## Exercise prompt:
Rewrite the passage of the dextrose gel article that begins with "For their study, the" and ends after "known as hypoglycaemia.", replacing "intensive care" with "neonatal intensive care".

## Text block:
Dextrose Gel Treatment Can Help Reverse Hypoglycaemia in Premature Babies: Research
Researchers from the University of Auckland, New Zealand revealed that the dose of sugar in the form of gel can help premature babies.
Researchers from the University of Auckland, New Zealand revealed in the last week of September 2013 that the dose of sugar in the form of gel can help premature babies against the risk of brain damage. This is known as Dextrose gel treatment.
The sugar gel should be rubbed in the inside of cheeks and this is proven as the effective and cheapest possible way. It is important to note that around one out of every ten premature baby faces the risk of low blood sugar level, which eventually affects them. If left untreated, it can lead to permanent harm.
For their study, the researchers tested the sugar gel therapy on 242 babies under care. Based on results of their findings, it was revealed that this should become the first-line treatment. The cost of Dextrose gel treatment is merely 1 Pound per baby and is also simple to administer in comparison with the glucose through the drip.
Prof Jane Harding and her team at the University of Auckland explained that the present treatment involved extra feeding as well as repeated blood tests in order to measure the blood sugar level. However, there are a lot of babies who need to be admitted in the intensive care as well as given the intravenous glucose. This is done because their blood sugar level remains very low. This condition is medically known as hypoglycaemia.
In the study, the researchers assessed whether the treatment involving dextrose gel was better and effective than the feeding alone, for the purpose of reversing hypoglycaemia.
Andy Cole, chief executive of premature baby charity Bliss explained that the research was interesting and that this had the potential of improving the outcomes for the babies who are sick or premature.
However, despite showing the early positive signs of benefit to the premature babies with low blood sugar level, it is important to note that further research was required for implementation of the treatment.

(Extracted data entries)

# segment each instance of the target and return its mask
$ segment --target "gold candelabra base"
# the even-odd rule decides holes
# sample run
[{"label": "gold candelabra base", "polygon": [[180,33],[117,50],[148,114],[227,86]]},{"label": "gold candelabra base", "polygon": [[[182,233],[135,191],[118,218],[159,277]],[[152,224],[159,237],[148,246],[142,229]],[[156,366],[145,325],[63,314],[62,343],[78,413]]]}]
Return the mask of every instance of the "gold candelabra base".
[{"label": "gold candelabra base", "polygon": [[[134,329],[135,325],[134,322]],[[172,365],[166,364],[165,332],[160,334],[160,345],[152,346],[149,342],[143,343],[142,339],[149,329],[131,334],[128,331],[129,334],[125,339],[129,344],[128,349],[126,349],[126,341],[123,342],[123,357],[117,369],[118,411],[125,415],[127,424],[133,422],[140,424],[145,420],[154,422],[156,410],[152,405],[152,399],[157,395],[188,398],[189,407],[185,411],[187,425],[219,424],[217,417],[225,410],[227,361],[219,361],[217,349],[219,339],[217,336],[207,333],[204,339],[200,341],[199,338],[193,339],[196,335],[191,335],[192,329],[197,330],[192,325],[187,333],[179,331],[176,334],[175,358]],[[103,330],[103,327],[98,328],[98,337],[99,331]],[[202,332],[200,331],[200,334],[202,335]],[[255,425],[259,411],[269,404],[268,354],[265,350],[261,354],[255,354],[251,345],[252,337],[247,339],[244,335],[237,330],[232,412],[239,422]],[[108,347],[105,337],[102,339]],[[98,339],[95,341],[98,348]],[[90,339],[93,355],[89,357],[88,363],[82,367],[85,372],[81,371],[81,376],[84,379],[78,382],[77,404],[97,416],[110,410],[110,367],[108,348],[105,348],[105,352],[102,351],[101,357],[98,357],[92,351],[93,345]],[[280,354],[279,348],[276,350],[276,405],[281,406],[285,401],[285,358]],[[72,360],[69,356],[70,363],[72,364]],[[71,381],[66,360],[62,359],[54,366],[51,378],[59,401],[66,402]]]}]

## Solution for this task:
For their study, the researchers tested the sugar gel therapy on 242 babies under care. Based on results of their findings, it was revealed that this should become the first-line treatment. The cost of Dextrose gel treatment is merely 1 Pound per baby and is also simple to administer in comparison with the glucose through the drip.
Prof Jane Harding and her team at the University of Auckland explained that the present treatment involved extra feeding as well as repeated blood tests in order to measure the blood sugar level. However, there are a lot of babies who need to be admitted in the neonatal intensive care as well as given the intravenous glucose. This is done because their blood sugar level remains very low. This condition is medically known as hypoglycaemia.